**To be done**. Write out every line of the material below as a numbered list, skipping any blank lines and leaving out the pictures.

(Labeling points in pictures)
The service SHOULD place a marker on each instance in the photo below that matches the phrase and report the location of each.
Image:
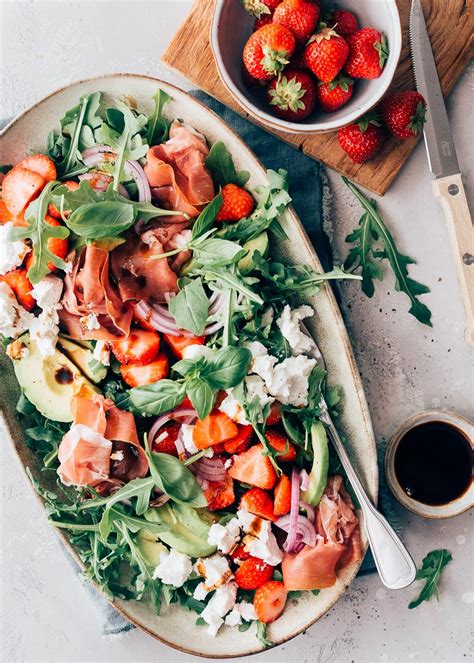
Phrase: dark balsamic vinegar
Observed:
(433, 463)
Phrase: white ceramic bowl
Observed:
(231, 27)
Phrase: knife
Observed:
(447, 183)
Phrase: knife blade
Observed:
(439, 142)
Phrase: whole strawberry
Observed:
(299, 16)
(326, 54)
(368, 53)
(332, 96)
(292, 95)
(267, 51)
(404, 113)
(361, 141)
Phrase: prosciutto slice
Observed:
(338, 543)
(88, 290)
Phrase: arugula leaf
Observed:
(373, 233)
(220, 163)
(431, 569)
(39, 232)
(158, 127)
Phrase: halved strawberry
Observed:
(136, 376)
(254, 468)
(258, 502)
(140, 347)
(282, 502)
(269, 601)
(253, 573)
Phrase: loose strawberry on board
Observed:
(326, 54)
(258, 502)
(363, 140)
(404, 113)
(137, 376)
(292, 95)
(236, 203)
(268, 50)
(368, 53)
(299, 16)
(140, 347)
(334, 95)
(254, 468)
(253, 573)
(269, 601)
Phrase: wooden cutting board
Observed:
(451, 28)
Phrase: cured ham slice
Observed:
(88, 290)
(338, 543)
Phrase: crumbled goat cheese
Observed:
(224, 536)
(220, 604)
(174, 568)
(12, 254)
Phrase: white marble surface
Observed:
(46, 614)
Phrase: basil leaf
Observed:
(190, 307)
(154, 399)
(158, 127)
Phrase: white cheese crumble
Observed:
(174, 568)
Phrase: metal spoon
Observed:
(394, 564)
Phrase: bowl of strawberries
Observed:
(303, 66)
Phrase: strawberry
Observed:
(361, 141)
(268, 50)
(254, 468)
(404, 113)
(258, 502)
(164, 442)
(21, 286)
(269, 601)
(332, 96)
(299, 16)
(236, 203)
(282, 503)
(292, 95)
(139, 348)
(137, 376)
(279, 442)
(253, 573)
(367, 55)
(19, 188)
(326, 54)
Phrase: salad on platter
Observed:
(167, 378)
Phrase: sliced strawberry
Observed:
(253, 573)
(269, 601)
(282, 503)
(215, 428)
(20, 187)
(258, 502)
(140, 347)
(241, 441)
(136, 376)
(254, 468)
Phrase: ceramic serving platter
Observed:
(175, 626)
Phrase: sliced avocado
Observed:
(188, 531)
(319, 472)
(49, 382)
(259, 243)
(83, 358)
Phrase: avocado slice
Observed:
(319, 472)
(189, 528)
(49, 382)
(84, 359)
(258, 243)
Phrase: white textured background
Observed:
(46, 614)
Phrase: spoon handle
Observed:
(393, 561)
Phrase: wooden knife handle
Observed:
(452, 196)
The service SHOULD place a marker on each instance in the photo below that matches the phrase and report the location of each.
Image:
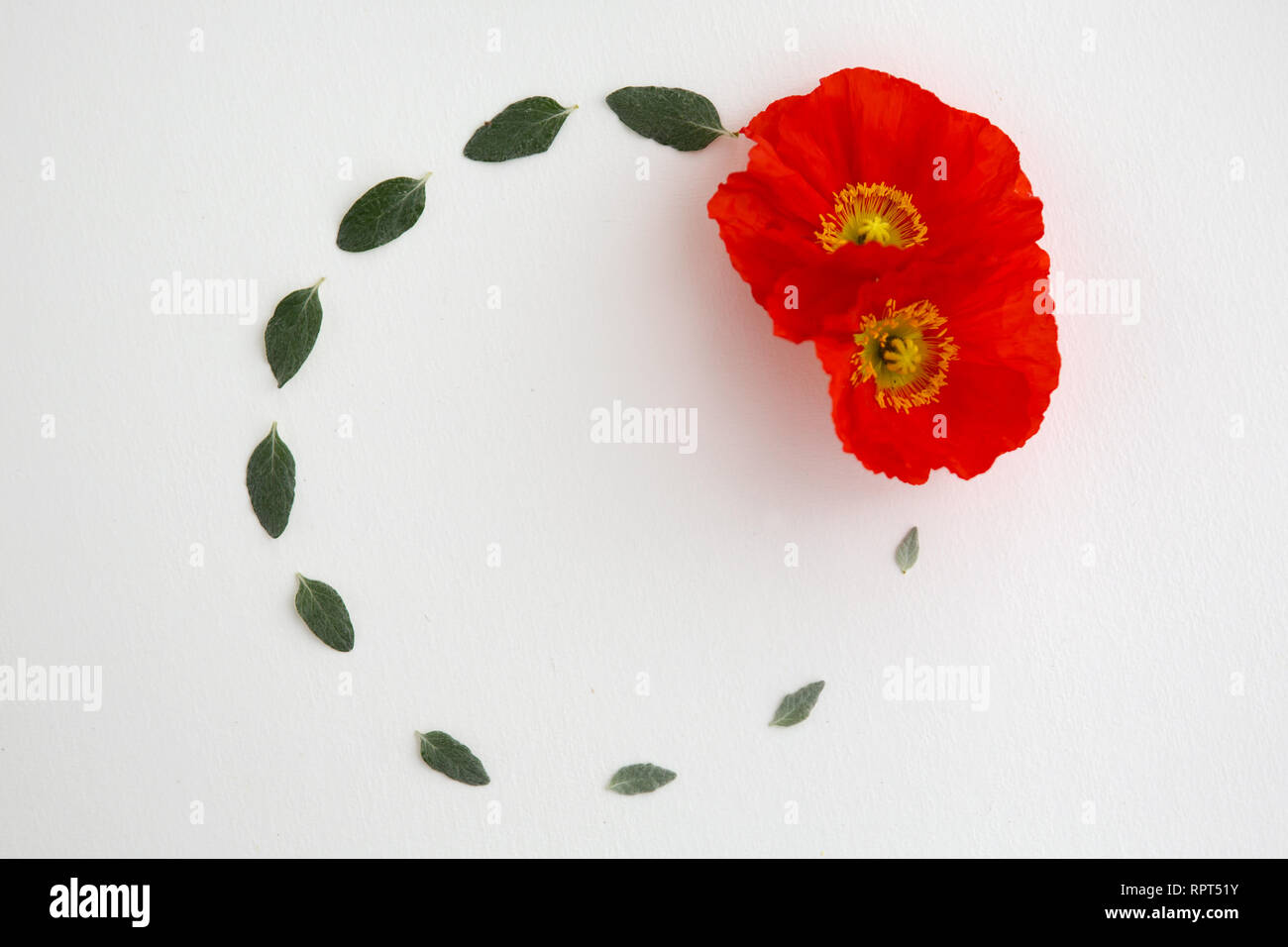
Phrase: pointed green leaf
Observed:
(452, 759)
(385, 211)
(323, 612)
(288, 337)
(639, 777)
(675, 118)
(526, 128)
(797, 706)
(270, 482)
(910, 548)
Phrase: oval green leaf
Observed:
(452, 759)
(524, 128)
(910, 548)
(675, 118)
(639, 777)
(288, 337)
(323, 612)
(385, 211)
(797, 706)
(270, 482)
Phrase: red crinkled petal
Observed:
(866, 127)
(997, 389)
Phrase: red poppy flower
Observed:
(866, 174)
(938, 367)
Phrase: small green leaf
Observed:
(639, 777)
(323, 612)
(270, 482)
(452, 759)
(675, 118)
(385, 211)
(288, 337)
(797, 706)
(526, 128)
(910, 548)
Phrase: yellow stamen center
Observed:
(867, 213)
(905, 354)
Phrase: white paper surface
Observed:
(1121, 578)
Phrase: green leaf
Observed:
(270, 482)
(288, 337)
(452, 759)
(323, 612)
(385, 211)
(797, 706)
(910, 548)
(528, 127)
(675, 118)
(639, 777)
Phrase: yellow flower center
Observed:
(905, 354)
(867, 213)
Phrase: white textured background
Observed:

**The reply**.
1. The service SHOULD place a marker on each instance in the photo below that matches the phrase and report the location of each.
2. Image:
3. Phrase: dark balsamic vinegar
4. Observed:
5. (433, 463)
6. Phrase: white ceramic bowl
7. Observed:
8. (231, 27)
9. Phrase: knife
10. Observed:
11. (447, 183)
12. Phrase: knife blade
13. Observed:
14. (439, 142)
15. Phrase: whole strawberry
16. Observed:
17. (299, 16)
18. (326, 54)
19. (368, 53)
20. (332, 96)
21. (292, 95)
22. (267, 51)
23. (404, 113)
24. (361, 141)
25. Phrase: prosciutto slice
26. Observed:
27. (338, 543)
28. (88, 290)
29. Phrase: arugula leaf
30. Observed:
31. (373, 233)
32. (220, 163)
33. (431, 569)
34. (39, 232)
35. (158, 127)
36. Phrase: halved strawberry
37. Observed:
38. (136, 376)
39. (254, 468)
40. (258, 502)
41. (140, 347)
42. (282, 502)
43. (269, 601)
44. (253, 573)
45. Phrase: loose strawberry on board
46. Observed:
47. (326, 54)
48. (258, 502)
49. (363, 140)
50. (404, 113)
51. (137, 376)
52. (292, 95)
53. (236, 203)
54. (268, 50)
55. (368, 53)
56. (299, 16)
57. (140, 347)
58. (334, 95)
59. (254, 468)
60. (253, 573)
61. (269, 601)
62. Phrase: wooden cutting board
63. Observed:
64. (451, 28)
65. Phrase: cured ham slice
66. Observed:
67. (88, 290)
68. (338, 543)
69. Phrase: crumbled goat cheese
70. Observed:
71. (224, 536)
72. (220, 604)
73. (174, 568)
74. (12, 254)
75. Phrase: white marble surface
76. Observed:
77. (46, 614)
78. Phrase: basil leaf
79. Observed:
80. (190, 307)
81. (154, 399)
82. (158, 127)
83. Phrase: white cheese crumble
84. Observed:
85. (174, 568)
86. Phrase: metal spoon
87. Observed:
88. (394, 564)
89. Phrase: bowl of strawberries
90. Observed:
91. (303, 66)
92. Phrase: strawberry
93. Observed:
94. (361, 141)
95. (268, 50)
96. (254, 468)
97. (404, 113)
98. (258, 502)
99. (164, 442)
100. (21, 286)
101. (269, 601)
102. (332, 96)
103. (299, 16)
104. (236, 203)
105. (282, 503)
106. (292, 95)
107. (139, 348)
108. (137, 376)
109. (279, 442)
110. (253, 573)
111. (367, 55)
112. (19, 188)
113. (326, 54)
114. Phrase: salad on platter
115. Observed:
116. (167, 378)
117. Phrase: sliced strawberry
118. Observed:
119. (253, 573)
120. (269, 601)
121. (282, 503)
122. (215, 428)
123. (20, 187)
124. (258, 502)
125. (140, 347)
126. (241, 441)
127. (136, 376)
128. (254, 468)
129. Phrase: ceramic serving platter
130. Observed:
131. (175, 626)
132. Phrase: sliced avocado
133. Observed:
134. (188, 531)
135. (319, 472)
136. (49, 382)
137. (259, 243)
138. (83, 358)
139. Phrase: avocado slice
140. Observed:
141. (319, 472)
142. (189, 528)
143. (49, 382)
144. (84, 359)
145. (258, 243)
146. Phrase: white textured background
147. Observed:
148. (46, 614)
149. Phrase: spoon handle
150. Observed:
151. (393, 561)
152. Phrase: wooden knife handle
153. Observed:
154. (452, 196)
155. The service SHOULD place a marker on each instance in the photo below that matches the phrase and report the location of each.
156. Image:
157. Phrase: pointed green leaf
158. Observed:
159. (452, 759)
160. (385, 211)
161. (323, 612)
162. (288, 337)
163. (639, 777)
164. (675, 118)
165. (526, 128)
166. (797, 706)
167. (270, 482)
168. (910, 548)
169. Phrase: oval green leaf
170. Observed:
171. (452, 759)
172. (524, 128)
173. (910, 548)
174. (675, 118)
175. (639, 777)
176. (288, 337)
177. (323, 612)
178. (385, 211)
179. (797, 706)
180. (270, 482)
181. Phrase: red crinkled petal
182. Observed:
183. (866, 127)
184. (997, 389)
185. Phrase: red poppy flower
186. Observed:
187. (866, 174)
188. (938, 367)
189. Phrase: small green leaf
190. Observed:
191. (639, 777)
192. (323, 612)
193. (270, 482)
194. (452, 759)
195. (675, 118)
196. (385, 211)
197. (288, 337)
198. (797, 706)
199. (526, 128)
200. (910, 548)
201. Phrase: yellow stamen center
202. Observed:
203. (867, 213)
204. (905, 354)
205. Phrase: white paper surface
206. Observed:
207. (1121, 578)
208. Phrase: green leaf
209. Observed:
210. (270, 482)
211. (288, 337)
212. (452, 759)
213. (323, 612)
214. (385, 211)
215. (797, 706)
216. (910, 548)
217. (528, 127)
218. (675, 118)
219. (639, 777)
220. Phrase: yellow flower center
221. Observed:
222. (905, 354)
223. (867, 213)
224. Phrase: white textured background
225. Observed:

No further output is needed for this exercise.